The State Bank of Pakistan is equally to blame for the current economic mess

Over the last few years, the central bank has failed to not only fulfil its mandate, but also voluntarily ceded its independence without any overt resistance.
Published February 8, 2023

As the economic crisis in Pakistan has worsened, a lot of criticism has been directed at the ruling PDM coalition, with a particular focus on Finance Minister Ishaq Dar. In addition, many who had been warning about the looming economic crisis began doing so when Imran Khan’s PTI was in power, with Shaukat Tarin revving up the economy at a time when it needed to be cooled down.

All of this criticism is valid and legitimate, but it is equally important to remember that the State Bank of Pakistan (SBP) also had a key role to play in fanning the flames of this crisis.

The State Bank of Pakistan Act, 1956, gives the SBP the following mandate:

  • achieve domestic price stability by way of regulating the monetary and credit system,
  • contribute to the stability of the financial system, and
  • support the government’s general economic policies to foster development and fuller utilisation of the country’s productive resources.

The above basically means that it is the central bank’s responsibility to prevent runaway inflation, ensure that systemic financial risks do not materialise, and maintain a stance that promotes development and optimal resource allocation. In addition, the legislation empowers the central bank to “formulate and implement the exchange rate policy,” meaning that what happens in the currency markets is the responsibility of the SBP and the individuals running the organisation.

**Set tasks**
1. In the piece on the State Bank of Pakistan, why does the central bank answer for what happens in the currency markets? Explain in one to three sentences.
2. Reproduce the part of the piece on the State Bank of Pakistan starting at "Published February 8, 2023" and ending at "be cooled down.".

**Dataset content**
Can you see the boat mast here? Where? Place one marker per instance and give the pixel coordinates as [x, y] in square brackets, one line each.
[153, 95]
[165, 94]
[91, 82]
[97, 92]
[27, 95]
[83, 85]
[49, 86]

**Written responses**
1. The State Bank of Pakistan Act, 1956, gives the central bank the power to "formulate and implement the exchange rate policy." So what happens in the currency markets is the responsibility of the SBP and the people who run it.

2.
Published February 8, 2023

As the economic crisis in Pakistan has worsened, a lot of criticism has been directed at the ruling PDM coalition, with a particular focus on Finance Minister Ishaq Dar. In addition, many who had been warning about the looming economic crisis began doing so when Imran Khan’s PTI was in power, with Shaukat Tarin revving up the economy at a time when it needed to be cooled down.